Por Gabriel Leite (Mùsica Para Ler)
O sucesso é um fenômeno perigoso. Vem sem aviso, abala as estruturas dos envolvidos e pode ir embora tão ou mais rápido quanto chegou. Na virada de 1990 para 1991, o Fugazi experimentou deste: a turnê de promoção de Repeater, uma das estreias mais estrondosas da história da música, arrebanhou um séquito monumental de fãs e não demorou a chamar a atenção dos engravatados.
Contrariando as expectativas o quarteto de Washington DC manteve-se firme em suas convicções e preferiu seguir na Dischord, que, apesar de pequena, era território seguro e livre de cobranças mercadológicas.
Ainda assim, havia toda uma espera muda e ansiosa no habitat natural dos rapazes. O que estava por vir? Superaria o aclamado debute? Em julho de 1991 a curiosidade pode ser sanada na forma de Steady Diet of Nothing, um disco de nome estranho e capa simples.

* _Conteúdo dos dados_
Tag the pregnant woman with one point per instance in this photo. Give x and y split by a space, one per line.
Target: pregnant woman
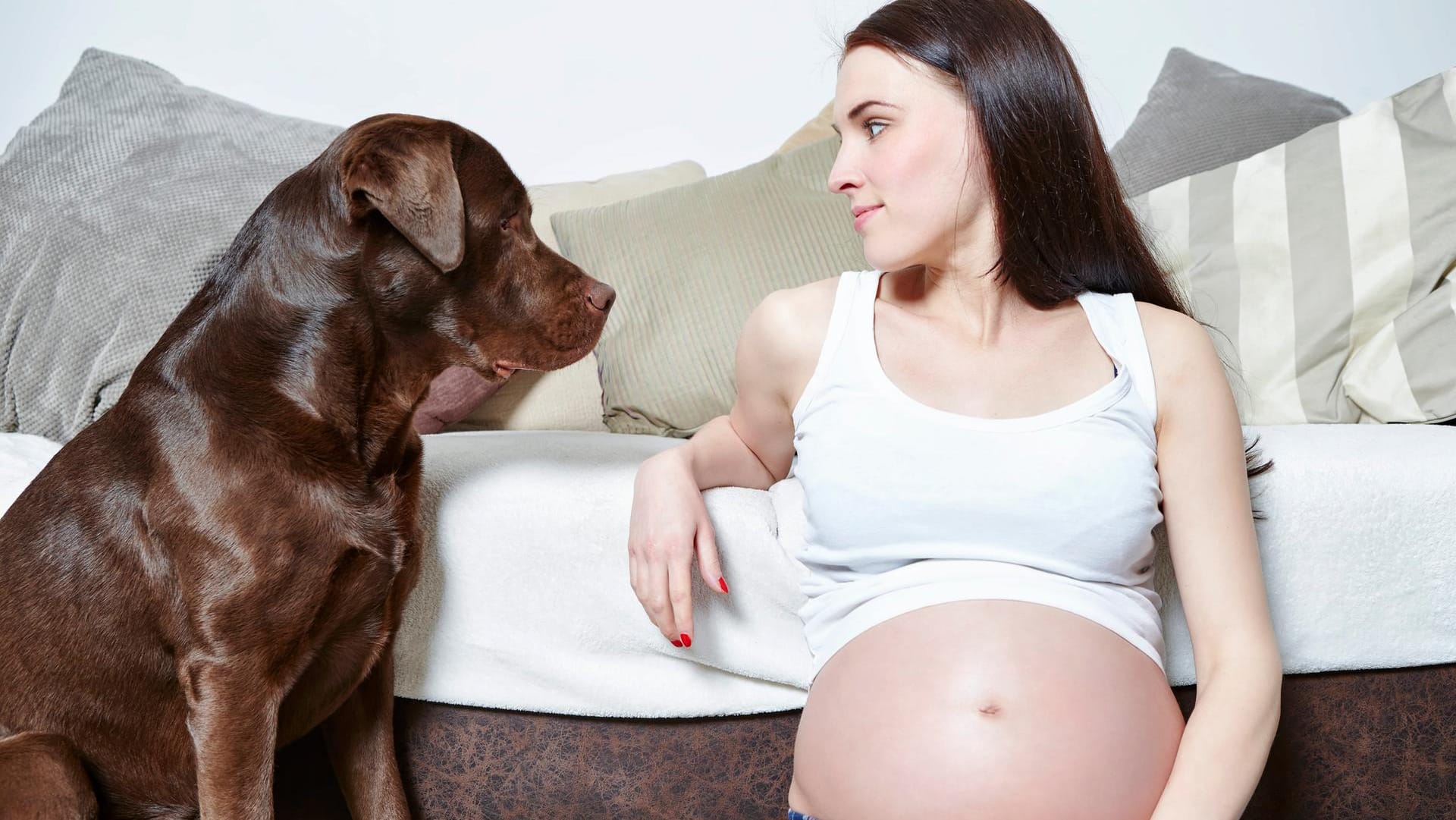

* _Instruções_
1. No texto sobre o Fugazi, troque "quarteto" por "grupo" e reescreva tudo o que vai de "Contrariando as expectativas" até "e capa simples.".
2. Prossiga com o texto sobre o Fugazi a partir da última frase apresentada.

* _Respostas por tarefa_
1.
Contrariando as expectativas o grupo de Washington DC manteve-se firme em suas convicções e preferiu seguir na Dischord, que, apesar de pequena, era território seguro e livre de cobranças mercadológicas.
Ainda assim, havia toda uma espera muda e ansiosa no habitat natural dos rapazes. O que estava por vir? Superaria o aclamado debute? Em julho de 1991 a curiosidade pode ser sanada na forma de Steady Diet of Nothing, um disco de nome estranho e capa simples.

2.
Se a arte de Repeater ostentava o nome em letras garrafais, a de Steady Diet sequer o fazia na parte da frente, que contava apenas com uma imagem simples e um ‘Fugazi’ no canto superior esquerdo. Julgar um livro pela capa não costuma ser correto, mas nesse caso faz todo sentido. Basta dar play em “Exit Only”: cacofonia despretensiosa abrindo alas para riffs simples, bateria cadenciada e letra abstrata.
Suceder um trabalho prestigiado é sempre tarefa árdua, e, no caso do Fugazi, foi dificultada pela ausência de Ted Niceley, o produtor de Repeater. Ou seja, os caras acabaram tendo que se virar com o pouco conhecimento que tinham do assunto. Segundo Ian MacKaye, a mixagem foi especialmente complicada. Ninguém queria afetar a performance do colega, assim, Steady Diet acabou sendo mixado, em suas próprias palavras, ‘democraticamente’. Portanto, não há nada da sonoridade grandiosa da estreia.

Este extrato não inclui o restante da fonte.